WHAT YOU HAVE TO DO:
Scale the part of the records that opens with the line containing "Task: point to every instance of the person in" and closes with the line containing "[[84, 163]]", both lines included, and give only those lines back in full, requests too. Multiply every x and y coordinate in the answers by 1.5 and round each to a whole number, with halves rounding up.

-- Start of GIVEN RECORDS --

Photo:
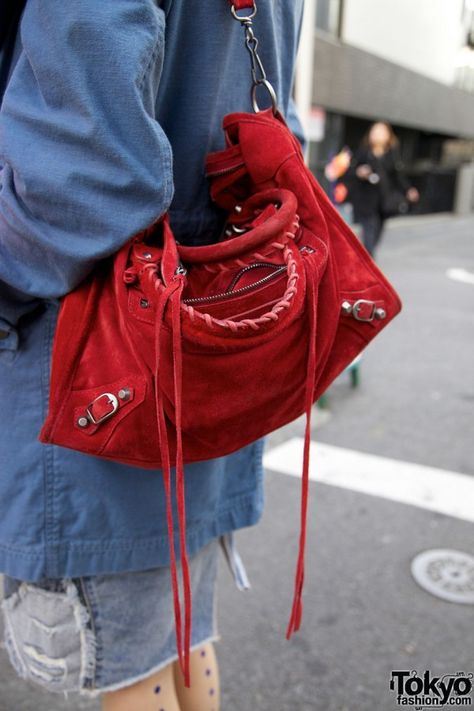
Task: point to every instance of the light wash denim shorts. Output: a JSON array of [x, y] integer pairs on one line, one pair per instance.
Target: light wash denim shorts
[[103, 632]]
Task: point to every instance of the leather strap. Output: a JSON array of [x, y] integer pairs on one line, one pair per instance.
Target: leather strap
[[242, 4]]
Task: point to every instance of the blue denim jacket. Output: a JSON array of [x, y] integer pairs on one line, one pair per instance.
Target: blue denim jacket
[[108, 113]]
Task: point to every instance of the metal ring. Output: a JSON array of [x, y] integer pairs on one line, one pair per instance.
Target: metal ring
[[271, 91], [243, 18]]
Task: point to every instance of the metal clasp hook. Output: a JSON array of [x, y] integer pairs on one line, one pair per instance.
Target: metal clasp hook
[[259, 76]]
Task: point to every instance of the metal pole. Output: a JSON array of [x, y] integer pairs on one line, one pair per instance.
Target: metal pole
[[305, 65]]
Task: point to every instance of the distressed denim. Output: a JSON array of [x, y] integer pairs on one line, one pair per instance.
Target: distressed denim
[[87, 635]]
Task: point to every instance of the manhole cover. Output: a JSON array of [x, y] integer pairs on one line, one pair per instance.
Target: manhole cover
[[445, 573]]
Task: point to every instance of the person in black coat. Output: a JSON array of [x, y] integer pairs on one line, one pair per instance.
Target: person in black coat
[[377, 187]]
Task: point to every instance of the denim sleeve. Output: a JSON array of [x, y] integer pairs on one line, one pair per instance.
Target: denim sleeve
[[84, 163]]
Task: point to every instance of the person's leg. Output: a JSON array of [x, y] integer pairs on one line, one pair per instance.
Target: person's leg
[[204, 693], [155, 693]]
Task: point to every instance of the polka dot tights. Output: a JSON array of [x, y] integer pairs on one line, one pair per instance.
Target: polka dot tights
[[165, 690]]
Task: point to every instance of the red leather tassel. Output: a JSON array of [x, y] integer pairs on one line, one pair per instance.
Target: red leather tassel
[[297, 605], [173, 293]]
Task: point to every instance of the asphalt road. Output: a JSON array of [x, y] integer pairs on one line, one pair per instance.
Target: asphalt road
[[364, 615]]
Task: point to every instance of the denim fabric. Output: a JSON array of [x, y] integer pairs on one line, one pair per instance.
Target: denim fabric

-- End of GIVEN RECORDS --

COMPLETE OUTPUT:
Task: point to every instance of the person in black coat. Output: a JSON array of [x, y] integer pairs on one line, one pair per instance.
Target: person in black coat
[[566, 281]]
Task: point to every instance of the denim sleeve. Output: a JSON array of [x, y] integer pairs on one line, one pair per instance.
Target: denim sleeve
[[126, 245]]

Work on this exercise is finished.